= Provided text =
○ ○ ○ ○ ○

Last year, about 36% of malaria cases and 67% of malaria deaths in Maharashtra occurred in Mumbai.Worse,said Dr Karnik, the usually benign version of malaria called vivax has metamorphosed into a virulent killer. “In the last six to 12 months, there have been cases with complications that we have never seen before,” he added.
Mumbai: The mutation of a version of malaria called vivax in the last few years is worrying doctors. Low platelet count, which was thought of as the hallmark of falciparum malaria, is now common in patients with vivax malaria as well. Said infectious diseases specialist Dr George Oomen, “Until a few years ago, a patient with the vivax strain of malaria was administered a course of chloroquine and asked to go home to rest. But now he could end up in the intensive care of a hospital.”
According to Dr Khusrav Bajan, head of intensive care in Hinduja Hospital, Mahim, “Until five years back, a malaria patient would not have cold and cough. Now, such double infections are common. Secondly, the danger signs associated with falciparum malaria–multi–organ failure or acute respiratory distress syndrome–are now seen with vivax as well. “A vivax attack could leave patients with massive and permanent lung injury,” added Dr Bajan.

○ ○ ○ ○ ○

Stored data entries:
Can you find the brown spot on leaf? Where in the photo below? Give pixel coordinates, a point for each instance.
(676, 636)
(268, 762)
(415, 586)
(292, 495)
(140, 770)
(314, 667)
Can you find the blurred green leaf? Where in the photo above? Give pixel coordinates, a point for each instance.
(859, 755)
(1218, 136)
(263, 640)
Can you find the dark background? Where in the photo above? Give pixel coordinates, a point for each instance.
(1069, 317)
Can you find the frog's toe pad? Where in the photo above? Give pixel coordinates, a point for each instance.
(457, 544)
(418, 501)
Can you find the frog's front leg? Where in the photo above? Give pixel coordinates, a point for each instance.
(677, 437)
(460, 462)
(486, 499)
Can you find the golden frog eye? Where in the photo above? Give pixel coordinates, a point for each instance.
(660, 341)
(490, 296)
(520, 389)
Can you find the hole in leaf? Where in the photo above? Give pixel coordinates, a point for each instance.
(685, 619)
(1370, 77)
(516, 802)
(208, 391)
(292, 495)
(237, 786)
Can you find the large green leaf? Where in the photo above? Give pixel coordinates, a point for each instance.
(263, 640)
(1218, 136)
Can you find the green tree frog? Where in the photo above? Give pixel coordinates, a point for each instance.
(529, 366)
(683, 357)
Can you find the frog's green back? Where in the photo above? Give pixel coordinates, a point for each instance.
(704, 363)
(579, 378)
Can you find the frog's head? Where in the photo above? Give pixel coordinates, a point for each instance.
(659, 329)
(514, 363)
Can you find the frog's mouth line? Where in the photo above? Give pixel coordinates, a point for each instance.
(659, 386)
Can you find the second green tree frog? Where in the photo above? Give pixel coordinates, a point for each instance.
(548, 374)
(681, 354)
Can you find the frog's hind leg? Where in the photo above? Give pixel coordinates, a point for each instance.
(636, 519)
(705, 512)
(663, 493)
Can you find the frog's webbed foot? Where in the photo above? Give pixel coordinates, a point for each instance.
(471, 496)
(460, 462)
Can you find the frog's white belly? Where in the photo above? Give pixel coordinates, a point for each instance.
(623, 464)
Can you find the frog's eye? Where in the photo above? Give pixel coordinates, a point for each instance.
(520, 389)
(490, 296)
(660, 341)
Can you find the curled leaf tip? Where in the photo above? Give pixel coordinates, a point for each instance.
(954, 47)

○ ○ ○ ○ ○

= Questions on the material =
1) According to the passage on vivax malaria, what share of Maharashtra's malaria deaths last year occurred in Mumbai?
2) Continue the passage on vivax malaria from its final sentence.
Nothing in the listing is needed here.

= Expected results =
1) About 67%

2)
A year back, the Indian Journal of Critical Care Medicine carried a report from Yashoda Hospital in Hyderabad about a 42–year–old patient reporting with ARDS. “Plasmodium vivax malaria seldom resulting in pulmonary damage, and pulmonary complications are exceedingly rare, wrote the authors Dr Prasad Kasliwal, Dr Manimala S Rao and Dr Rash Kujur.
So what has brought about this change in malarial patterns? Dr Karnik suspected genetic mutation had made the parasite more virulent. “Climatic change could be one of the reasons,” said Dr Bajan.
A paper published in February 2010 in the Quarterly Review of Biology, however, presents an all–round picture: “Climate change is one reason malaria is on the rise in some parts of the world. But according to new research, other factors such as migration and land–use changes are likely to also be at play.” The paper review the rising incidence of malaria in South Asia and Africa.
A major future challenge will be to link up what happens with mosquitoes and parasites at the household level with long–term climate change scenarios at the continental scale, the authors added.